(PASSAGE TO READ Opens)
State Rep. Barbara Ballard, D-Lawrence, sought to delay the proposed Jan.1 startup of KanCare by six months to July 1. "I'm still not convinced that they are ready," Ballard said.
But Republicans on the committee said the state has devoted a lot of time and effort to starting KanCare on Jan. 1 and pushing that back would cause confusion.
"To move that date now would be very inappropriate," said state Rep. David Crum, R-Augusta, who is chairman of the House-Senate Committee on Home and Community Based Services.
Ballard's motion to delay implementation failed 2-3. Joining Ballard was state Rep. Jerry Henry, D-Cummings. Voting against Ballard's motion were Crum, state Sen. Carolyn McGinn, R-Sedgwick, and state Rep. Peggy Mast, R-Emporia.
Under KanCare, the state's current Medicaid system will be switched over to three managed care plans run by private insurance companies. Medicaid is a nearly $3 billion per year state and federally funded program that provides health care to poor and disabled Kansans. The changes must be approved by the federal Centers for Medicare and Medicaid Services before it can be implemented, and the Brownback administration has been shooting for Jan. 1 approval.
(PASSAGE TO READ Closes)
(MATERIAL SUPPLIED Opens)
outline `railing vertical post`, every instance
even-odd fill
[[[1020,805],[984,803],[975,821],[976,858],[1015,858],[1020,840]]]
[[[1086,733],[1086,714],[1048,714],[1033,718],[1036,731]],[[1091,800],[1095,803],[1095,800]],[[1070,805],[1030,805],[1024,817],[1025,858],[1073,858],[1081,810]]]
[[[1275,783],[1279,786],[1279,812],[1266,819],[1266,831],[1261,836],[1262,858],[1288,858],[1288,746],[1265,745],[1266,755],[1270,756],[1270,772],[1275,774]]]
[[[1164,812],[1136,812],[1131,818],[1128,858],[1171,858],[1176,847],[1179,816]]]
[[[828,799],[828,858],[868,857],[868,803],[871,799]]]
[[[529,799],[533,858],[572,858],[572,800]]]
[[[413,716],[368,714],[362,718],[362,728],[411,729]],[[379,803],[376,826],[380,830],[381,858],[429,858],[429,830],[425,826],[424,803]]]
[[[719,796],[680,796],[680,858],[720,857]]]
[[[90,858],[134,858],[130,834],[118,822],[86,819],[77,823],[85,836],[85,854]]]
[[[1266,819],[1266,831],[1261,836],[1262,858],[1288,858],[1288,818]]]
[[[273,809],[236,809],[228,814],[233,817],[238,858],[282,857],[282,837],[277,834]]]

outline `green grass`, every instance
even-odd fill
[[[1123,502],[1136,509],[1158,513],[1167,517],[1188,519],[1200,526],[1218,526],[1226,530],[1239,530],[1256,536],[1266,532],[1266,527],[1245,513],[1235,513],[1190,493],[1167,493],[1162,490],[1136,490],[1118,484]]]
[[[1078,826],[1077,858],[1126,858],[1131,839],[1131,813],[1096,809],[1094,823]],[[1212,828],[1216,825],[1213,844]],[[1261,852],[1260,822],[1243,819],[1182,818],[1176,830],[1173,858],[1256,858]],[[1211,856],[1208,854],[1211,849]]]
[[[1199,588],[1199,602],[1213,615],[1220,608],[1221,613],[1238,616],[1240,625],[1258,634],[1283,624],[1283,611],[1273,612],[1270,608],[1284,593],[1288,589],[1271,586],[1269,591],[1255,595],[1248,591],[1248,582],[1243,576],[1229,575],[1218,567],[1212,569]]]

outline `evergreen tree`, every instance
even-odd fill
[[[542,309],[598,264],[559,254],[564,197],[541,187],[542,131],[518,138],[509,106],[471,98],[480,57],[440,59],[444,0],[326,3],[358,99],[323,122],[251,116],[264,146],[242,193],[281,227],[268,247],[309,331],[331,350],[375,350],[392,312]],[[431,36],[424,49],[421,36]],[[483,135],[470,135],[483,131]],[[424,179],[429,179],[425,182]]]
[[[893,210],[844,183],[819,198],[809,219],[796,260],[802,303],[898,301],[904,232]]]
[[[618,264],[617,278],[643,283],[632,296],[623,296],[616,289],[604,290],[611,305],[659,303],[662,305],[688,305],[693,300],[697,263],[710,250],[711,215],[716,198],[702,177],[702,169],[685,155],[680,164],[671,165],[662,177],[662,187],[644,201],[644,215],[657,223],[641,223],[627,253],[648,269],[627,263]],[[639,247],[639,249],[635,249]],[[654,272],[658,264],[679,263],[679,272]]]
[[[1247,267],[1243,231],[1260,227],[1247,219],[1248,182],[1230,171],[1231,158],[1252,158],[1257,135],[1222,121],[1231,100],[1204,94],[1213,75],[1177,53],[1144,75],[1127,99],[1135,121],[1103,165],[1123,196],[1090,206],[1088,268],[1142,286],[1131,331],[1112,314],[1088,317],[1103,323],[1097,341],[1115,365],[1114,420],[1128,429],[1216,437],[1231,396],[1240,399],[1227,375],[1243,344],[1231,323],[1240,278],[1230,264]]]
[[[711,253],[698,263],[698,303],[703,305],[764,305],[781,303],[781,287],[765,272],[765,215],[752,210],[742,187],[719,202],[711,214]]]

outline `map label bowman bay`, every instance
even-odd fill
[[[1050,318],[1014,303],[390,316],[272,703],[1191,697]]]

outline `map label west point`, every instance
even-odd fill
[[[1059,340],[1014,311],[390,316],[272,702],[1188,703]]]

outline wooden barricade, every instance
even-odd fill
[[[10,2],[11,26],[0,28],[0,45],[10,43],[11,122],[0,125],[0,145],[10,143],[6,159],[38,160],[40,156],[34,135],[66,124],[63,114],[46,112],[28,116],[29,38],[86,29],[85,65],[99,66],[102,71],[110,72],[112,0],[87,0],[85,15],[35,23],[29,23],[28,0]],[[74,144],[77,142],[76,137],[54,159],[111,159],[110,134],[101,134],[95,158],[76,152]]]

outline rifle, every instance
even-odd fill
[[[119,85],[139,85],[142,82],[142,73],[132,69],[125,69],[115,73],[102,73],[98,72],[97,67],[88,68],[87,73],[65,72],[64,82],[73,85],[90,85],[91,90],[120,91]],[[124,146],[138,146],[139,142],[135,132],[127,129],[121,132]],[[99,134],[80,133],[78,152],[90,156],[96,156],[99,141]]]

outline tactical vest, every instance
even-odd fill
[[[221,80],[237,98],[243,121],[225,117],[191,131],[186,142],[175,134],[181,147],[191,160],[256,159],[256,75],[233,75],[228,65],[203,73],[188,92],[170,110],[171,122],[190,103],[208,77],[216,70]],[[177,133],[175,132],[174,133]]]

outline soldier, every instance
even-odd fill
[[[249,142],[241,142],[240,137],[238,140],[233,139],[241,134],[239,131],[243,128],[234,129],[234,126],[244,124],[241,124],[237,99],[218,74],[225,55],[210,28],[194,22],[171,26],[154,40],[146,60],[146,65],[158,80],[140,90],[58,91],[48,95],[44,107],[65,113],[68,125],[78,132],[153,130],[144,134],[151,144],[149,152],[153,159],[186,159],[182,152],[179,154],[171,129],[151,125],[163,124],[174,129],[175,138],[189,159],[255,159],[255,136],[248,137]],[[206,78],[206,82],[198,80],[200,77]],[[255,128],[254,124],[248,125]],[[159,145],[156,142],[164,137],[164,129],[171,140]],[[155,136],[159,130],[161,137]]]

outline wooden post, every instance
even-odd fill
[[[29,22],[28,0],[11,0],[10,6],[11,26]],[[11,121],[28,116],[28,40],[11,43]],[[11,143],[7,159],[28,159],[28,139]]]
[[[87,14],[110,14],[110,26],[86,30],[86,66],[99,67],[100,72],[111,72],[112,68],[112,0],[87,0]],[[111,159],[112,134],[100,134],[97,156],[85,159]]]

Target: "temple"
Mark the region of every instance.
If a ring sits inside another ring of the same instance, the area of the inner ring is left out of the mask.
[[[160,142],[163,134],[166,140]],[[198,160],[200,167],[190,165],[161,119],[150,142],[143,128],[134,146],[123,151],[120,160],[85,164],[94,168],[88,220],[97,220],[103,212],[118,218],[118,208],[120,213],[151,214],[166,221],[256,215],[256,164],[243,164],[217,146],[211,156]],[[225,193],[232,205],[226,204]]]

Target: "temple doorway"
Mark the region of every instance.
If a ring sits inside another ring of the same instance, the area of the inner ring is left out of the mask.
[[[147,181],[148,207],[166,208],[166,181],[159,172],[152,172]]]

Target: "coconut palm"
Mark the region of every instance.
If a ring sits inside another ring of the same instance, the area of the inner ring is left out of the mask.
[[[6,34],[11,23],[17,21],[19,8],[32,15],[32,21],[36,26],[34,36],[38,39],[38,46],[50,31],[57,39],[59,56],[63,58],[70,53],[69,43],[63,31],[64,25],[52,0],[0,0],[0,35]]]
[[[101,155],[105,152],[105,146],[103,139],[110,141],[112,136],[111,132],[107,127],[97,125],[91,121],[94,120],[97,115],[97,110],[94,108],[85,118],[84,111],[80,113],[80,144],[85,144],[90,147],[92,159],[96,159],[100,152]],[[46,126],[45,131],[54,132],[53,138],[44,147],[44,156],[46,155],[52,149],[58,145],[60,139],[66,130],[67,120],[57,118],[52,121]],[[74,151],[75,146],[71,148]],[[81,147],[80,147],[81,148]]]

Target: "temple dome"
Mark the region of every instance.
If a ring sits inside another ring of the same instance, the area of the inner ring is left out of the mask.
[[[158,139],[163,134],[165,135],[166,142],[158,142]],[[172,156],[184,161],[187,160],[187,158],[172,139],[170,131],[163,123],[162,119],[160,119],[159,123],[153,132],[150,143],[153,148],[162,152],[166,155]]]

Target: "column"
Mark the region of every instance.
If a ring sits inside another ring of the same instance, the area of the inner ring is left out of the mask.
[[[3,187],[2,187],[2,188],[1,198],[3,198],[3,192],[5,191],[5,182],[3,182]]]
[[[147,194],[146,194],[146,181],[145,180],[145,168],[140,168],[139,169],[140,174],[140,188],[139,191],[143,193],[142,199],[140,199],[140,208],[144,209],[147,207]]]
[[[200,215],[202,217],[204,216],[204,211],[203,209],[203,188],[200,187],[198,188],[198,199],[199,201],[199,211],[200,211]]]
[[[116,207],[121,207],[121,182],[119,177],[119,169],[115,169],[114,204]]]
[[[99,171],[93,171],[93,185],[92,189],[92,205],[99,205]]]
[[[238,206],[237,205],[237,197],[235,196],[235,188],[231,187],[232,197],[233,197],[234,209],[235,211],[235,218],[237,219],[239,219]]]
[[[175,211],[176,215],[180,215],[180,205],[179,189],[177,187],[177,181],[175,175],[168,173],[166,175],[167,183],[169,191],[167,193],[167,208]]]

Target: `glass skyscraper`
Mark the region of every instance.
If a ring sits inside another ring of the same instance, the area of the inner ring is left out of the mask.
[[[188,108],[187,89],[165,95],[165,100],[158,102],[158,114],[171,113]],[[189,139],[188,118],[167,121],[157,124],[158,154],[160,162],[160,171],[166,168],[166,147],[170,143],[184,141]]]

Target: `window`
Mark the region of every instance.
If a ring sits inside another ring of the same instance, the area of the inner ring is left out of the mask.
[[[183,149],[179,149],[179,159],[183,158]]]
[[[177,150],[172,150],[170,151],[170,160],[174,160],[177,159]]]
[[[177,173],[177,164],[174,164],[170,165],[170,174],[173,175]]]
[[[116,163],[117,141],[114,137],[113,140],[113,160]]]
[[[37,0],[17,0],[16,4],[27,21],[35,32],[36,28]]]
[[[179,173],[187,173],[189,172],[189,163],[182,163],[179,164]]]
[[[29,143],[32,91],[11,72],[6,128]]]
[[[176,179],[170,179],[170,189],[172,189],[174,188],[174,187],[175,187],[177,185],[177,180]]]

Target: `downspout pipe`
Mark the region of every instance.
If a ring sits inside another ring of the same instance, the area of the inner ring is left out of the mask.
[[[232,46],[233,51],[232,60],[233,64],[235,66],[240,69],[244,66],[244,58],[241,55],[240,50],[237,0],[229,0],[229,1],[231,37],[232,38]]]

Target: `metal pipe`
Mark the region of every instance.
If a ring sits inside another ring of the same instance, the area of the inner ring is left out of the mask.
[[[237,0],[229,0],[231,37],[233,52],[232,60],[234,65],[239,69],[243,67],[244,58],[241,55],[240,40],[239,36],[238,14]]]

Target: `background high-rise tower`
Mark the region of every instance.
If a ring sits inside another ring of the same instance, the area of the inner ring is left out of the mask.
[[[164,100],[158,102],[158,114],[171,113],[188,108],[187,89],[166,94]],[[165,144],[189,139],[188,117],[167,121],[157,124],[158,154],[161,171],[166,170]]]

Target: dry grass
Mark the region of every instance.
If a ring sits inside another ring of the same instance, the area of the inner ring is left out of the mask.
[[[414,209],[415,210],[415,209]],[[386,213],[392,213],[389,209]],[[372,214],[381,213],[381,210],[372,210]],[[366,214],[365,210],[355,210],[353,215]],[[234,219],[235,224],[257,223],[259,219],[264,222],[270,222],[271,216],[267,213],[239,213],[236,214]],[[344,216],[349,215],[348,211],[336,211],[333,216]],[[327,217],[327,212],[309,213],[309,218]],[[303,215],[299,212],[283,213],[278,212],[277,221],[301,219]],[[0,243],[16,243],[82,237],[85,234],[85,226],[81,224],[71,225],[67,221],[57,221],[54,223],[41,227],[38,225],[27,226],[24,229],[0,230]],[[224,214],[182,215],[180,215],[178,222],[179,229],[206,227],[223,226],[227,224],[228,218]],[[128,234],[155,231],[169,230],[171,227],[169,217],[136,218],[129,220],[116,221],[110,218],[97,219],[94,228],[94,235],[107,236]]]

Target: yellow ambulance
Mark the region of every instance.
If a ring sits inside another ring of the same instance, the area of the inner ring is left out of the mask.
(MATERIAL SUPPLIED Closes)
PROBLEMS TO WORK ON -
1. Answer these from the KanCare article:
(a) To what date did Barbara Ballard seek to move the KanCare startup?
(b) What was the vote on her motion to delay?
(c) Into how many managed care plans will the state's current Medicaid system be switched?
2. Please carry on the KanCare article from where it stops.

EXPECTED RESULTS -
1.
(a) July 1.
(b) It failed 2-3.
(c) Three, run by private insurance companies.

2.
Earlier Thursday, advocates for those with disabilities, children and the elderly said that the switchover in 54 days was too fast.
"We believe such an aggressive timeline, with little oversight, for an untested system will place many of the state's frailest and most vulnerable residents into a long-term managed care program that we believe the state is not ready to operate," said David Wilson, the immediate past president and current lead volunteer for AARP Kansas.
Tom Laing, executive director of InterHab, which advocates for those with disabilities, said "We are deeply concerned over the evident lack of preparations to oversee a program of such magnitude."
But Kari Bruffett, director of the Health Care Finance Division of the Kansas Department of Health and Environment, said the state was on track.
Bruffett said state officials had "positive and productive meetings with CMS officials" on Oct. 18.
And she said the managed care organizations were ready to deliver Medicaid services.
The Brownback administration has said KanCare will improve health outcomes while saving the state money.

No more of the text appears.